• **WHAT YOU ARE ASKED TO DO**:
Find each line in the items below that contains the word "window", and copy those lines out.

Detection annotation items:
— BEGIN —

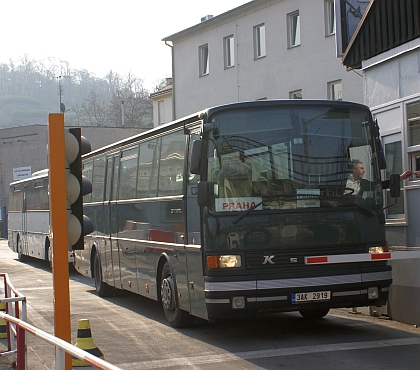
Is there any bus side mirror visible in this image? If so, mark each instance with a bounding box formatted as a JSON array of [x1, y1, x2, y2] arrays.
[[197, 181, 214, 206], [190, 139, 203, 175], [389, 174, 401, 198]]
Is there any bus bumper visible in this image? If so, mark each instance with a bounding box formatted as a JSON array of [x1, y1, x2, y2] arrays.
[[205, 265, 392, 319]]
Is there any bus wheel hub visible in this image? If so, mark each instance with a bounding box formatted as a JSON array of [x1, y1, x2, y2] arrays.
[[161, 276, 174, 310]]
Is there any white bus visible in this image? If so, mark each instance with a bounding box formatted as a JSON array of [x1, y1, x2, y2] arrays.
[[8, 169, 73, 265]]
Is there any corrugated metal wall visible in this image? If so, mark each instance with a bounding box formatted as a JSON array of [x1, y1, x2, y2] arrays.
[[343, 0, 420, 68]]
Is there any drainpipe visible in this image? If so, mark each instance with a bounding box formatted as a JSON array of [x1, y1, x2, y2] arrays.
[[163, 39, 176, 121]]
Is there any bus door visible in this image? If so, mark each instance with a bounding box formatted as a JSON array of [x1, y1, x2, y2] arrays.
[[104, 154, 121, 288], [20, 184, 28, 255], [185, 128, 207, 318]]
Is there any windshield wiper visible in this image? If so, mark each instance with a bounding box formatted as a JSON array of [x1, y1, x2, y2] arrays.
[[232, 194, 296, 225], [232, 194, 376, 225], [323, 197, 376, 217]]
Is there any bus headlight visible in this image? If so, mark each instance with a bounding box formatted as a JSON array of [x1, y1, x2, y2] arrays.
[[207, 254, 242, 269], [369, 245, 389, 253]]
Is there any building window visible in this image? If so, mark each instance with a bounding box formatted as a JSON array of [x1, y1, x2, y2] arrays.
[[325, 0, 335, 36], [289, 90, 302, 99], [223, 35, 235, 68], [158, 100, 165, 125], [254, 24, 266, 59], [407, 101, 420, 146], [328, 81, 343, 100], [406, 101, 420, 181], [199, 44, 210, 77], [287, 11, 300, 48]]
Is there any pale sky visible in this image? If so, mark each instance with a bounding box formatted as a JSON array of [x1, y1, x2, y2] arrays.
[[0, 0, 250, 90]]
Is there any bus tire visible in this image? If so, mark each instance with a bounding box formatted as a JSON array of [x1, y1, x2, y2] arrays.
[[16, 235, 29, 262], [93, 252, 112, 297], [160, 262, 194, 328], [44, 238, 52, 271], [299, 308, 330, 320]]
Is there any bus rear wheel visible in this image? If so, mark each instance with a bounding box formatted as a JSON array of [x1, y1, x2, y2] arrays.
[[16, 236, 29, 262], [299, 308, 330, 320], [160, 262, 194, 328], [44, 239, 52, 271], [93, 253, 113, 297]]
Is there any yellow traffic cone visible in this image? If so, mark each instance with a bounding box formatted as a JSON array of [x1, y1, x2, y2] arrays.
[[0, 302, 7, 338], [72, 319, 104, 366]]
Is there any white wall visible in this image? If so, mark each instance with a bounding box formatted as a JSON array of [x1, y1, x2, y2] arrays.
[[172, 0, 363, 118]]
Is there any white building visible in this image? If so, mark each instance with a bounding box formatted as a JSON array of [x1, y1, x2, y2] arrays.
[[343, 0, 420, 325], [150, 78, 173, 127], [163, 0, 363, 118]]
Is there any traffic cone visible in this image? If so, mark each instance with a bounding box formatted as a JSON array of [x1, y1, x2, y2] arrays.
[[72, 319, 104, 366], [0, 302, 7, 338]]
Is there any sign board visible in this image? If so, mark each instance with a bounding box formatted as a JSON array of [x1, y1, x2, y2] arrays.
[[13, 166, 32, 181]]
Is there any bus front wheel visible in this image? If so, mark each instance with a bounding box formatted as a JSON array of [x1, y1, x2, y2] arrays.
[[160, 262, 194, 328], [299, 308, 330, 320], [16, 236, 29, 262], [93, 253, 112, 297]]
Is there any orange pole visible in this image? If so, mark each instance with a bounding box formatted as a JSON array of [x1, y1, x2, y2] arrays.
[[48, 113, 72, 370]]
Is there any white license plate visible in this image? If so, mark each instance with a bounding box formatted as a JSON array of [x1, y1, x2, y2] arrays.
[[292, 291, 331, 303]]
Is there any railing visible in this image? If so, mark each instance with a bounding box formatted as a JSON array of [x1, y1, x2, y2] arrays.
[[0, 273, 27, 368], [0, 274, 121, 370]]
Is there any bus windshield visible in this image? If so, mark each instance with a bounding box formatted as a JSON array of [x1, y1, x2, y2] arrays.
[[207, 106, 382, 212]]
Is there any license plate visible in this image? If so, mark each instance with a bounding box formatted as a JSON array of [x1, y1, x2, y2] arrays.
[[292, 291, 331, 303]]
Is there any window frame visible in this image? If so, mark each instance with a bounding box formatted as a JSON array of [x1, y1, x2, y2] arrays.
[[381, 132, 407, 224], [223, 35, 235, 69], [254, 23, 267, 60], [287, 10, 302, 49], [289, 89, 303, 99], [158, 100, 165, 125], [328, 80, 343, 101], [324, 0, 335, 37], [198, 44, 210, 77]]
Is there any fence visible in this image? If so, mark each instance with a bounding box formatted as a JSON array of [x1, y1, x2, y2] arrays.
[[0, 273, 121, 370]]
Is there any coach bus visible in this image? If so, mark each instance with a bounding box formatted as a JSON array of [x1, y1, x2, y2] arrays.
[[75, 100, 400, 327], [8, 169, 74, 266]]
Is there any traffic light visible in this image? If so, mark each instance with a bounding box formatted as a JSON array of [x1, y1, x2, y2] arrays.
[[64, 128, 93, 250]]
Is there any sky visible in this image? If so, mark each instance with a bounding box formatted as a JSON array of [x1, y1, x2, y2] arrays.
[[0, 0, 250, 91]]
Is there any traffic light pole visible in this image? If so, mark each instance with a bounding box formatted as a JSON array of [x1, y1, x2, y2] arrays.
[[48, 113, 72, 370]]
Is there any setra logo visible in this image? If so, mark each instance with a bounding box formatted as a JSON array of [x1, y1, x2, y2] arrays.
[[262, 255, 275, 265]]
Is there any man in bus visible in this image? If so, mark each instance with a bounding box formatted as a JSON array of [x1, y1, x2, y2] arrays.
[[344, 159, 412, 195]]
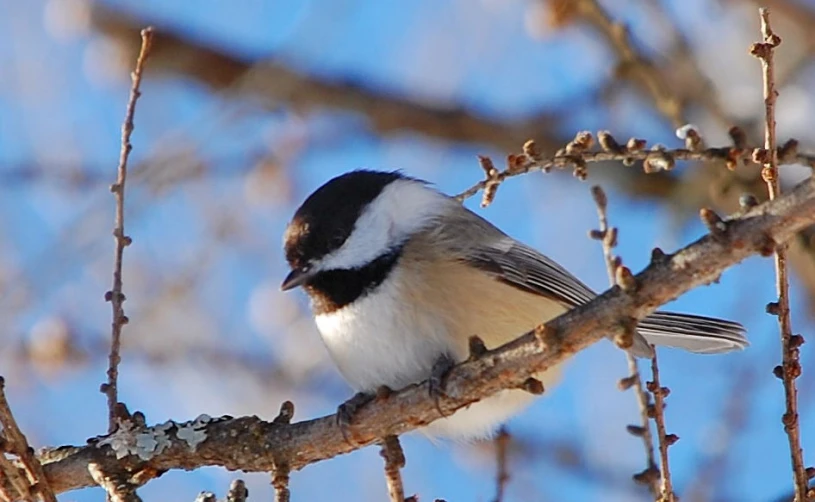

— END —

• **RESPONSE TO THE TASK**:
Is there any building window visible in this image? If so, mark each instance with a bounding box formatted as a JSON array of [x1, y1, x2, y2] arrays.
Is there any window frame visible in this image? If so, mark each instance with a bounding box formatted as a JSON array of [x1, y1, x2, y2] arrays.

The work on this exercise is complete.